━━━ Dokumen Sumber ━━━
III. Post-Production
Kalo lu pikir bahwa tugas lu nulis buku udah selesai di sini, salah. Justru 30% waktu total pembuatan buku jatuh di post-productionnya. Berikut adalah aspek-aspek yang lu harus kenali dalam post-production.
III.1. Supporting Elements
III.1.1. Cover
Pada kenyataannya, people do judge books by the covers. Di era di mana banyak buku yang bersaing untuk djual, peran cover mau gak mau jadi penting. Berikut adalah jenis-jenis cover yang gua klasifikasikan berdasarkan pengalaman gua.
1. Simbolik. Contoh yang sangat bagus untuk jenis ini adalah 5 CM-nya Donny Dirgantara. Hanya ada tulisan 5 CM dengan all black dan ada emboss tulisan-tulisan lain. Hitamnya ini cowok banget dan bikin penasaran. Bagi gua covernya bagus banget. Tapi bagi gua, isinya not my cup of tea. Contoh lain yang simbolik adalah Soulate-nya Jessica Huwae. Simple, putih dan hanya ada mouse sebagai vocal point dari gambar. Very nice.
2. Explicit. Gua dan Ninit sejauh ini cenderung explisit kalo milih cover. Ada gambar orang-orang karena kita pengen covernya ngerelate ke ceritanya. Bagi gua dari semua cover kita, yang paling bagus adalah cover testpack.
3. Permen. Warnanya extreme pink, extreme red. Cover-cover seperti ini lumayan menonjol disbanding buku-buku lain ketika mereka dipajang berbarengan.
━━━
**Yang Harus Dikerjakan:** Lanjutkan teks di atas tentang post-production buku dan jenis-jenis cover, dimulai setelah kalimat terakhirnya. Daftar di bawah ini tidak diperlukan.
━━━ Bahan yang Diberikan ━━━
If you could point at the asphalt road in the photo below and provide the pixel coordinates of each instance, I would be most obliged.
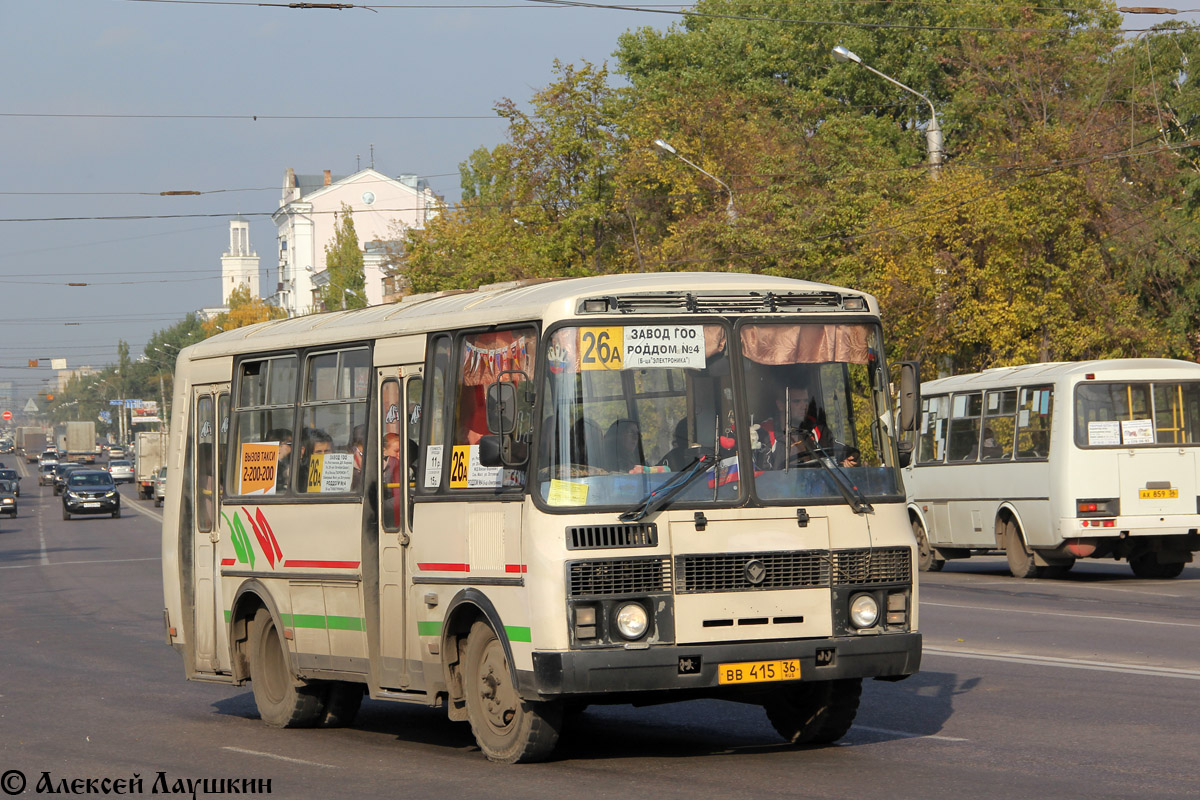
(1081, 687)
━━━
**Jawaban yang Diharapkan:**
III.1.2. Back Cover Comments
Back Cover comments (BCC) bukan faktor utama dalam orang memilih buku. Dan meski gua sendiri sampai sekarang masih pake, gua berencana agar buku gua berikutnya sudah gak make lagi. Kelemahan memakai BCC adalah: Orang yang lu minta BCC belum tentu ada waktu untuk baca buku lu karena dia sibuk. Lu juga gak bisa ngapa-ngapain karena posisi lu adalah minta ke dia. Lu juga gak mungkin marah-marah ke dia.
III.1.3. Synopsis
Jaman gua nulis buku, nerbitin buku tuh sedemikian susahnya sehingga ketika pada akhirnya Jomblo diterbitkan, gua mudah sekali bersaing dengan penulis-penulis lain. Tapi jaman sekarang udah beda. Pasar buku itu udah oversupplied. Dulu ketika orang punya uang 20000 dan pergi ke gramedia, dia gak punya banyak pilihan.

Jaman sekarang ketika dia pergi ke gramedia untuk beli buku fiksi, dia bingung. Ada berbagai judul untuk semua genre dan segmen umur. Di sini lah pentingnya sinopsis 1 paragraf di cover belakang. Sinopsis itu tidak akan membantu buku lu terjual. Sinopsis itu akan membantu orang memutuskan apakah dia akan membeli buku lu atau tidak.

III.2. Publishing
III.2.1. Penerbit yang benar
Industri buku dan outputnya yaitu dunia sastra, mengalami perubahan besar-besaran dari tahun 2004. Jaman dulu, masukin buku itu susahnya selangit. Gua masih mending ditolak 3 kali oleh 2 penerbit. Hilman Hariwijaya yang terpaut 10 tahun lebih tua dari gua, ditolak gak kurang dari 7 kali.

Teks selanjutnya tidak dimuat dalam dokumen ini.